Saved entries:
* start *

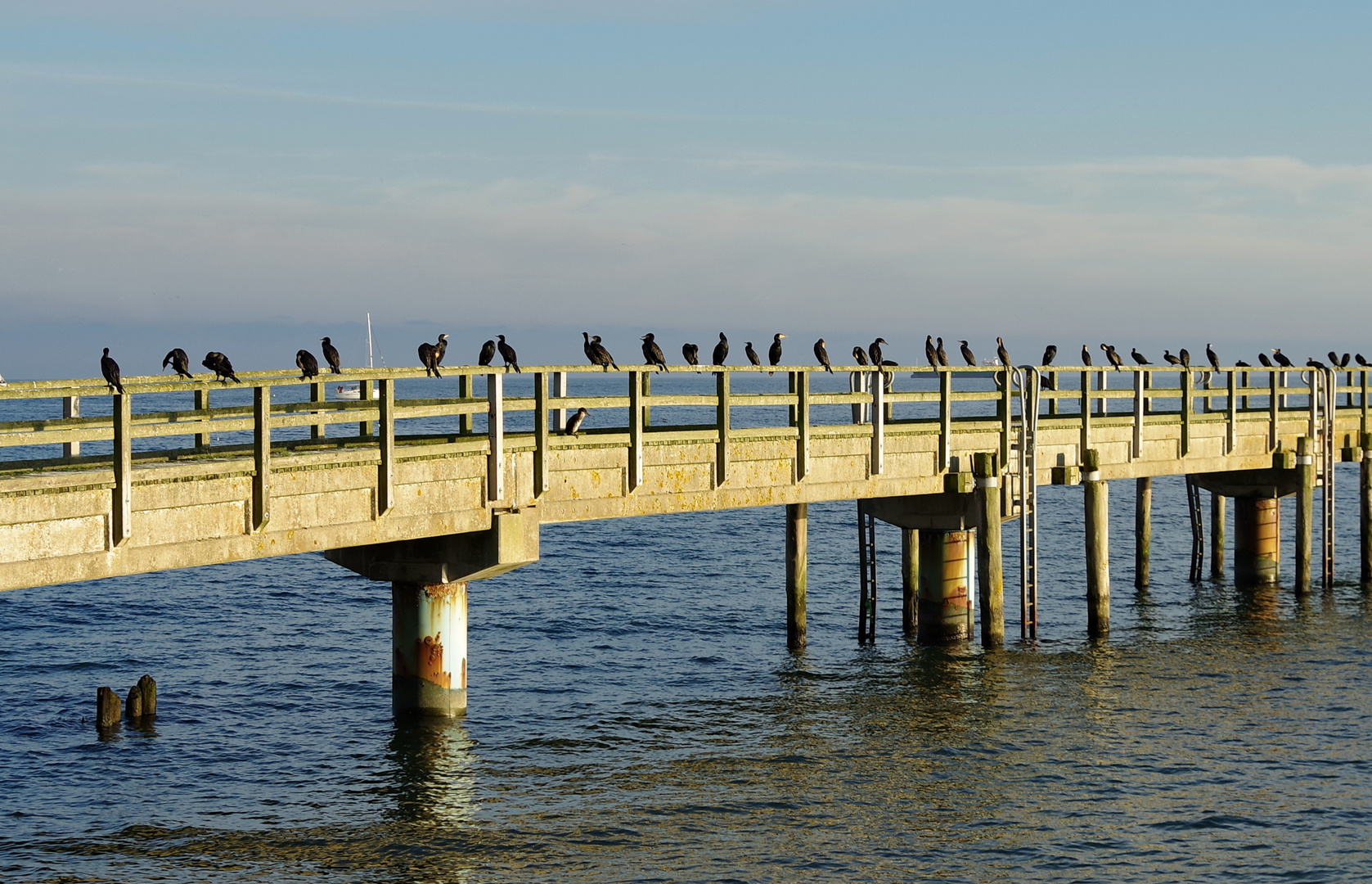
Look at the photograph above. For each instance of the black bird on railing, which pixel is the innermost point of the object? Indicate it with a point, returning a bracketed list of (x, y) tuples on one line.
[(774, 352), (331, 356), (594, 352), (221, 367), (822, 354), (111, 372), (180, 361), (575, 422), (308, 364), (508, 354), (652, 353), (431, 356)]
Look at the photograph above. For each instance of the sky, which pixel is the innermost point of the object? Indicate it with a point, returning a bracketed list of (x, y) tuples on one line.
[(249, 176)]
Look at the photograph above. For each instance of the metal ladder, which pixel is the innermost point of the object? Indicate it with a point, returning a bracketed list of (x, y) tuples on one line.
[(1023, 494), (867, 567)]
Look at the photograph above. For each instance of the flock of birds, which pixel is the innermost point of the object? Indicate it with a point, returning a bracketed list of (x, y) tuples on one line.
[(431, 357)]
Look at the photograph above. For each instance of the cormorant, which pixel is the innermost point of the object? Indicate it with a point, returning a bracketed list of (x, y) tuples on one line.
[(575, 422), (596, 352), (180, 361), (508, 354), (822, 356), (774, 352), (308, 364), (431, 354), (331, 356), (111, 372), (221, 367), (652, 353)]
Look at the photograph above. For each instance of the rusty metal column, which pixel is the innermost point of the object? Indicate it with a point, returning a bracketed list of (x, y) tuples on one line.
[(1257, 535), (1098, 545), (429, 648), (944, 586), (798, 566)]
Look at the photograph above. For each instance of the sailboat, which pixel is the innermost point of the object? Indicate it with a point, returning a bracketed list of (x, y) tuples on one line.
[(354, 390)]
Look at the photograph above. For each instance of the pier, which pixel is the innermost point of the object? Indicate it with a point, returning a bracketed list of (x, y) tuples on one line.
[(434, 493)]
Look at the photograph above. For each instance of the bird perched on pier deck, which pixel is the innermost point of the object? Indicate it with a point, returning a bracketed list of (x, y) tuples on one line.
[(431, 356), (721, 350), (308, 364), (488, 353), (180, 361), (221, 367), (652, 353), (111, 372), (596, 352), (508, 354), (822, 354), (331, 356)]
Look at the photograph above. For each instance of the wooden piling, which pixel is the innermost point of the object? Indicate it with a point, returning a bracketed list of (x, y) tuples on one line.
[(1142, 530), (1098, 545), (1303, 512), (798, 567), (989, 567)]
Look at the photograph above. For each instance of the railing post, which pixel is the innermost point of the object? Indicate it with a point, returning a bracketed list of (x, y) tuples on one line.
[(386, 437), (636, 429), (539, 433), (879, 426), (722, 427), (496, 433), (261, 456), (121, 511)]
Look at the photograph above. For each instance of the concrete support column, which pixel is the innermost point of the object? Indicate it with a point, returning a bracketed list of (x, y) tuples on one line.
[(1142, 530), (1098, 545), (909, 581), (1303, 512), (429, 648), (1257, 541), (989, 567), (1216, 535), (944, 582), (798, 566)]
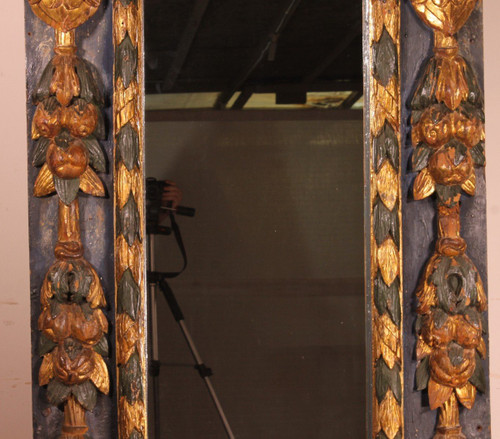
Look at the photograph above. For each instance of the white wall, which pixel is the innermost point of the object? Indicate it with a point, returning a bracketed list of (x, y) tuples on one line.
[(15, 361), (15, 409)]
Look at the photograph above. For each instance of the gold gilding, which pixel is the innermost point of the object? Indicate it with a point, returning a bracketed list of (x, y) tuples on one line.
[(64, 15), (390, 415)]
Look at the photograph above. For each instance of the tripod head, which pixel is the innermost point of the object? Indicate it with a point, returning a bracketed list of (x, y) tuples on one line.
[(154, 208)]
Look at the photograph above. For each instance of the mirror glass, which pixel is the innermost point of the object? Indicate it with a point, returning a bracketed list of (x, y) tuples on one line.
[(255, 112)]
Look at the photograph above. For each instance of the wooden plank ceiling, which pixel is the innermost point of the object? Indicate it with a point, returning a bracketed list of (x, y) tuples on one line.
[(235, 49)]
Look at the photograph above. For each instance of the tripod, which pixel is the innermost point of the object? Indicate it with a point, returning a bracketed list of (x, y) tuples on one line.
[(157, 281)]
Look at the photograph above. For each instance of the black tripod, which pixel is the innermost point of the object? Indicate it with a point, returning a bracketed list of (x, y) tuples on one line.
[(159, 280)]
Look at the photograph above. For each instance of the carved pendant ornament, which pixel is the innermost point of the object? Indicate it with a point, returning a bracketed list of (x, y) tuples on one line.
[(66, 127), (448, 139)]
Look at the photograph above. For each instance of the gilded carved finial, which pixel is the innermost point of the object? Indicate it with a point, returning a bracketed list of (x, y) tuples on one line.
[(448, 137), (66, 127), (64, 15)]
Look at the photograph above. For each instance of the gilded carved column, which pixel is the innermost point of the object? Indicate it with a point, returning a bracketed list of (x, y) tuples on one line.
[(448, 139), (385, 216), (66, 127)]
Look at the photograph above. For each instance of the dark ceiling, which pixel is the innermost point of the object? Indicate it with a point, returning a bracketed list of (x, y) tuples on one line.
[(287, 47)]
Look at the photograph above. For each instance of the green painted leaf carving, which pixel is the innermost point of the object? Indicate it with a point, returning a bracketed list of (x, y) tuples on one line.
[(478, 378), (475, 94), (97, 158), (76, 281), (40, 152), (385, 58), (131, 379), (89, 89), (418, 324), (129, 294), (385, 222), (100, 130), (477, 154), (45, 345), (447, 193), (386, 379), (128, 146), (423, 374), (102, 347), (42, 90), (379, 294), (67, 189), (382, 435), (126, 61), (129, 220), (420, 157), (438, 276), (425, 95), (57, 392), (86, 394), (386, 145), (387, 299)]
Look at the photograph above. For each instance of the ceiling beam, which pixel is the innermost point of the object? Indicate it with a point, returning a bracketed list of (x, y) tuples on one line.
[(351, 99), (251, 115), (243, 98), (355, 31), (255, 87), (269, 42), (185, 43)]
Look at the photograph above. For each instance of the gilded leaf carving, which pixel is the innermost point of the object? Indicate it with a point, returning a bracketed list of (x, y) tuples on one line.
[(390, 415), (388, 185), (388, 261), (64, 15), (424, 185), (67, 124), (448, 134), (44, 184)]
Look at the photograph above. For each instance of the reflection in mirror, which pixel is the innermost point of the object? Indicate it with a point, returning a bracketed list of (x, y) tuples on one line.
[(254, 110)]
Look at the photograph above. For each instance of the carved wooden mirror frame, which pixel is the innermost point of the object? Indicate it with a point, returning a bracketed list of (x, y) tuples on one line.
[(87, 118)]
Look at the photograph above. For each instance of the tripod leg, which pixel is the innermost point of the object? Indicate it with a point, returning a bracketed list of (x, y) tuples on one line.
[(204, 371), (154, 367)]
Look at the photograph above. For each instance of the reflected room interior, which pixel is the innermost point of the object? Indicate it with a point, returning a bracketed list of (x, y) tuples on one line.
[(255, 110)]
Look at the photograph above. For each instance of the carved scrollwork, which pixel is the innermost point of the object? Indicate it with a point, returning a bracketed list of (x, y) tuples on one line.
[(448, 137)]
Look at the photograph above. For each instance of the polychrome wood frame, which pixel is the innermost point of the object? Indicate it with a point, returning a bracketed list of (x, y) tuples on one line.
[(454, 95)]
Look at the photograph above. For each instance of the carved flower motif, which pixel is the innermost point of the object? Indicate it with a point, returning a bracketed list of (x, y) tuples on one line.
[(71, 322), (445, 170), (73, 363), (447, 16), (68, 162)]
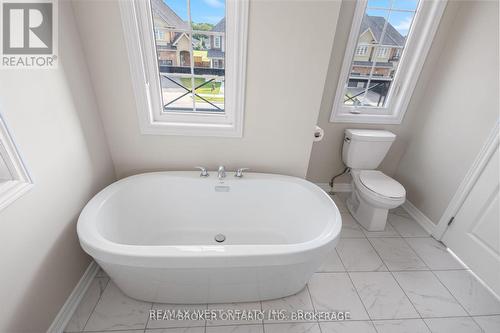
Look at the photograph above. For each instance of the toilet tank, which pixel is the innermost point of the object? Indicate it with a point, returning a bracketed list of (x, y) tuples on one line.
[(365, 149)]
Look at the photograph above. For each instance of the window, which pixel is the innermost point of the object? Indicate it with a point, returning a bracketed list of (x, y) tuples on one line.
[(382, 52), (377, 88), (183, 84), (14, 178), (361, 50)]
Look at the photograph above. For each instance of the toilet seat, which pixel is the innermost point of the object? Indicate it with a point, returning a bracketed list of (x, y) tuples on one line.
[(381, 184)]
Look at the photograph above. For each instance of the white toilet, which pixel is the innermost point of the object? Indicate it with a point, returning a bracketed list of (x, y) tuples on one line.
[(373, 192)]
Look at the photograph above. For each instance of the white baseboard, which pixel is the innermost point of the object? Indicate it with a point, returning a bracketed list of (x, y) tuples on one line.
[(74, 299), (337, 187), (418, 216)]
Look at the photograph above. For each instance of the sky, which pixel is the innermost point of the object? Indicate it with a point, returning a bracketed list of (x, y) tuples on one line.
[(212, 11), (401, 20), (202, 11)]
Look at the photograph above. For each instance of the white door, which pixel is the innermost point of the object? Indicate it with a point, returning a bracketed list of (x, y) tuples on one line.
[(474, 234)]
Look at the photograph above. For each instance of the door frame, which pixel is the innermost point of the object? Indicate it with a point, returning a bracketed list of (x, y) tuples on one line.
[(469, 181)]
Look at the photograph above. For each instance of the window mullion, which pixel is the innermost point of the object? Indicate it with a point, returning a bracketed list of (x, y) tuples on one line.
[(191, 54), (375, 50)]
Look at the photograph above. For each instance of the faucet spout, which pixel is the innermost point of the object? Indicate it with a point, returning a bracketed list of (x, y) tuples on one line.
[(221, 173)]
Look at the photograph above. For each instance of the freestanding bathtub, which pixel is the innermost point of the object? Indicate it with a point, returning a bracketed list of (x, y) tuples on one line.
[(154, 235)]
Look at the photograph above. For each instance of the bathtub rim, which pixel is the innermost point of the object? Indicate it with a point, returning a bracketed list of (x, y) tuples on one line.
[(105, 250)]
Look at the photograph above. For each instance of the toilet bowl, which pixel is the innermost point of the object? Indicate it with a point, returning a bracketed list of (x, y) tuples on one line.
[(374, 193)]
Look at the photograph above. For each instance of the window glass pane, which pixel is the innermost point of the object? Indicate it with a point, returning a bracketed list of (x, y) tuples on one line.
[(381, 41), (190, 46), (209, 66), (177, 93), (405, 4)]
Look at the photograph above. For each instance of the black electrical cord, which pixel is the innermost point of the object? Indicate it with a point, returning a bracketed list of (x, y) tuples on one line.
[(346, 170)]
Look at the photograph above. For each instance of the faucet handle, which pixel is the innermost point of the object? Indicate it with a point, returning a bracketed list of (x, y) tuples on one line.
[(239, 172), (204, 172)]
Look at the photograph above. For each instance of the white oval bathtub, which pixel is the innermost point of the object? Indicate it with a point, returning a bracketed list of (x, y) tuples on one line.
[(154, 235)]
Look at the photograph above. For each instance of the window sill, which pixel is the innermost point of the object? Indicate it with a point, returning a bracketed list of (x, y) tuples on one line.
[(367, 118), (191, 129)]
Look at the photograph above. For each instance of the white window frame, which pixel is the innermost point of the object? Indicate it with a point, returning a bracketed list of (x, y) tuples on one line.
[(421, 35), (20, 181), (382, 52), (361, 50), (137, 23)]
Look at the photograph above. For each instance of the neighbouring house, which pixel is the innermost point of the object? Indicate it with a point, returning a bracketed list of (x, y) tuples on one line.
[(172, 46), (217, 45), (372, 48)]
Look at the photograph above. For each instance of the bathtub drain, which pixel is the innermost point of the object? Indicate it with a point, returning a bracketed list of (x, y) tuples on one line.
[(219, 238)]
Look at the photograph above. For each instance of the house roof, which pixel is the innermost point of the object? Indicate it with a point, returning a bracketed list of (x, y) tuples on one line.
[(168, 15), (376, 25), (369, 64), (221, 26), (214, 53)]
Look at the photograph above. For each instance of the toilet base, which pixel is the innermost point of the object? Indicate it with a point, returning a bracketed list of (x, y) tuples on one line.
[(370, 217)]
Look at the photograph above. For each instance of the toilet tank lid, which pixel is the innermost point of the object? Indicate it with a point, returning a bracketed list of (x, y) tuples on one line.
[(369, 135)]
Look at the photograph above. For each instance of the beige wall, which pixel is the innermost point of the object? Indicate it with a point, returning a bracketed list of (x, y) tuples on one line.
[(452, 110), (53, 118), (457, 112), (326, 158), (284, 86)]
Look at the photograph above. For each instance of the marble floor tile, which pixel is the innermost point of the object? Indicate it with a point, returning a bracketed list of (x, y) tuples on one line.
[(382, 296), (172, 322), (299, 301), (357, 254), (126, 331), (335, 292), (87, 305), (434, 253), (471, 294), (248, 306), (397, 255), (399, 211), (115, 311), (428, 295), (389, 231), (401, 326), (350, 228), (101, 273), (292, 328), (173, 330), (332, 263), (339, 200), (236, 329), (489, 324), (452, 325), (347, 327), (406, 226)]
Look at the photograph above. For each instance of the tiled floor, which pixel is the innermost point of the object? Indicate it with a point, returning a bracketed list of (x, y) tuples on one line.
[(395, 281)]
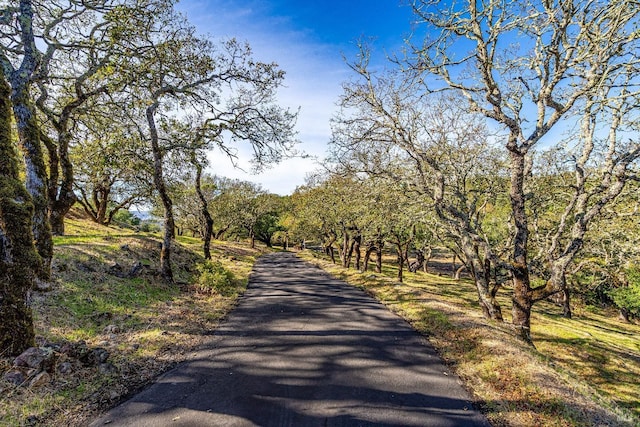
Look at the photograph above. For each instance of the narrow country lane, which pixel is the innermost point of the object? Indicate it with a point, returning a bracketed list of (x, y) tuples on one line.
[(303, 349)]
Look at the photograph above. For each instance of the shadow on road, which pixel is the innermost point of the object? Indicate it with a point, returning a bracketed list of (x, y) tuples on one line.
[(303, 349)]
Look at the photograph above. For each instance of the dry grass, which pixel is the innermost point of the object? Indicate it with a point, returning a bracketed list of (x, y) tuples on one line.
[(584, 371), (157, 325)]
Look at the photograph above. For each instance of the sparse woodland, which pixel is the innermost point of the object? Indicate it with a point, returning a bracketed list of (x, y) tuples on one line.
[(503, 141)]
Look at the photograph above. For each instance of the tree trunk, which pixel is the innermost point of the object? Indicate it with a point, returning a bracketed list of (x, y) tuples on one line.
[(356, 248), (566, 303), (60, 192), (29, 136), (36, 174), (367, 256), (400, 251), (18, 257), (204, 209), (488, 303), (522, 299), (158, 179), (624, 315)]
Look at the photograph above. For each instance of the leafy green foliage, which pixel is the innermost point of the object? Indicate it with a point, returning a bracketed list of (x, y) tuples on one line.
[(215, 278)]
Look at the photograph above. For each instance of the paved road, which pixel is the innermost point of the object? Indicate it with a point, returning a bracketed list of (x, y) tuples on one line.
[(303, 349)]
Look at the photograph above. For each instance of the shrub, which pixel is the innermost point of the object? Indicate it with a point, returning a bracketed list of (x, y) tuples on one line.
[(627, 298), (214, 278)]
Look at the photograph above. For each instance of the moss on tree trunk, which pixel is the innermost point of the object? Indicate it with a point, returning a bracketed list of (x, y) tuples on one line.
[(19, 260)]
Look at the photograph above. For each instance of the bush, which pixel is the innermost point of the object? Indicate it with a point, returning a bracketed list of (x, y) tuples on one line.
[(214, 278), (628, 297)]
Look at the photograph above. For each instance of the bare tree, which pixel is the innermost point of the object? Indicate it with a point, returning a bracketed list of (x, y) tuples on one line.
[(17, 252), (20, 58), (435, 151), (176, 71), (533, 67)]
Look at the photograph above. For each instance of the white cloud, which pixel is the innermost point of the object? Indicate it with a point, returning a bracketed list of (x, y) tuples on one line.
[(314, 74)]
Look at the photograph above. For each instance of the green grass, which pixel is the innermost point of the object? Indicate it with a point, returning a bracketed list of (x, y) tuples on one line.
[(583, 372), (157, 323)]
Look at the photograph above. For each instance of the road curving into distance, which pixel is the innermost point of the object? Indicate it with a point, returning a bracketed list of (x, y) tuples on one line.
[(304, 349)]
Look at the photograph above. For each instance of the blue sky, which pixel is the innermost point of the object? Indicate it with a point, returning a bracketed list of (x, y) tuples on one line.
[(308, 40)]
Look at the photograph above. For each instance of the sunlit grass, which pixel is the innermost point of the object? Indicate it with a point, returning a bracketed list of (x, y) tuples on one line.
[(591, 358), (156, 323)]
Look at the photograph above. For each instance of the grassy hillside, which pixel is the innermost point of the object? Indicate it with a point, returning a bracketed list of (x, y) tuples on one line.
[(584, 371), (106, 294)]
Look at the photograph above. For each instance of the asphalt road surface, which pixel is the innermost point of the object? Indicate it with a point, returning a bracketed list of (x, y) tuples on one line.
[(303, 349)]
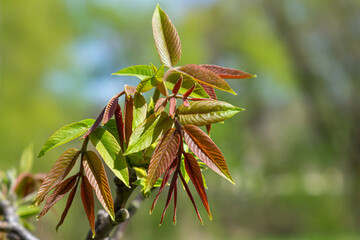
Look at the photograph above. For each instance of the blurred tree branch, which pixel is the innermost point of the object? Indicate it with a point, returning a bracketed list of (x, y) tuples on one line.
[(11, 225)]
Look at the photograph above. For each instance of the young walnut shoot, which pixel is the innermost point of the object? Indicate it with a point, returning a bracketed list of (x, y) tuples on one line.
[(150, 139)]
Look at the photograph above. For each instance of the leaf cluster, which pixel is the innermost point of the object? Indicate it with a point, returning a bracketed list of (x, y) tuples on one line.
[(157, 138)]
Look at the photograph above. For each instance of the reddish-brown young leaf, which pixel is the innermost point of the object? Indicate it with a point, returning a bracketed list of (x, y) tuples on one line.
[(194, 172), (191, 197), (186, 103), (58, 172), (167, 175), (160, 105), (188, 92), (172, 108), (208, 129), (209, 90), (95, 173), (205, 76), (203, 147), (68, 205), (88, 202), (170, 193), (177, 86), (224, 72), (163, 156), (128, 113), (175, 203), (201, 99), (24, 184), (64, 187), (111, 107), (120, 126), (95, 125)]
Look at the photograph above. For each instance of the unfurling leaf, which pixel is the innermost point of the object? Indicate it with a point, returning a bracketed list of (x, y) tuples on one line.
[(187, 84), (172, 108), (95, 173), (208, 129), (59, 192), (95, 125), (172, 189), (58, 172), (186, 103), (146, 84), (188, 92), (167, 40), (224, 72), (191, 197), (205, 149), (202, 113), (209, 90), (128, 117), (160, 105), (111, 107), (140, 71), (167, 175), (193, 169), (109, 149), (140, 109), (68, 205), (177, 86), (66, 134), (163, 156), (87, 198), (129, 90), (148, 132), (120, 126), (205, 76)]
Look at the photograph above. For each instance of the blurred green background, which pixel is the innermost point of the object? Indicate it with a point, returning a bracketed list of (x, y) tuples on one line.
[(294, 154)]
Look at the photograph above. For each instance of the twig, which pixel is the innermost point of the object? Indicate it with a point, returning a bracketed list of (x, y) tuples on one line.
[(121, 228), (104, 225)]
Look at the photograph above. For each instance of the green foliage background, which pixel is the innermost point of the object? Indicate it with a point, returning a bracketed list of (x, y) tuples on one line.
[(294, 153)]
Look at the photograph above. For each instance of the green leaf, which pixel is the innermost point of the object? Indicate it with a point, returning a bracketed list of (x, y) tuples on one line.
[(206, 112), (140, 109), (205, 76), (25, 211), (155, 80), (167, 40), (66, 134), (58, 172), (146, 84), (140, 71), (188, 82), (27, 159), (109, 149), (148, 132)]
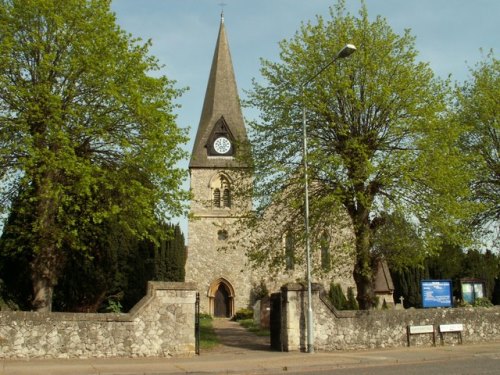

* end *

■ EXERCISE TASK
Copy these lines out word for word, beginning with the line that has "window sill, which" and stopping after the line that has "[(421, 35), (20, 181), (382, 52), (361, 50), (137, 23)]".

■ RIGHT ANSWER
Look at the photograph above. For each instance of the window sill, which pixel is the innermost point of the object? Indicate it with a point, returning a bracketed list of (x, y) tuples on one line.
[(367, 118), (191, 129)]
Look at the photograph above. For each instance of the white window frame, which pixel is the innermost point of the object? Indicate it with a point, returning a bracketed list of (x, y) tuples on one line.
[(421, 35), (20, 181), (382, 52), (361, 50), (137, 23)]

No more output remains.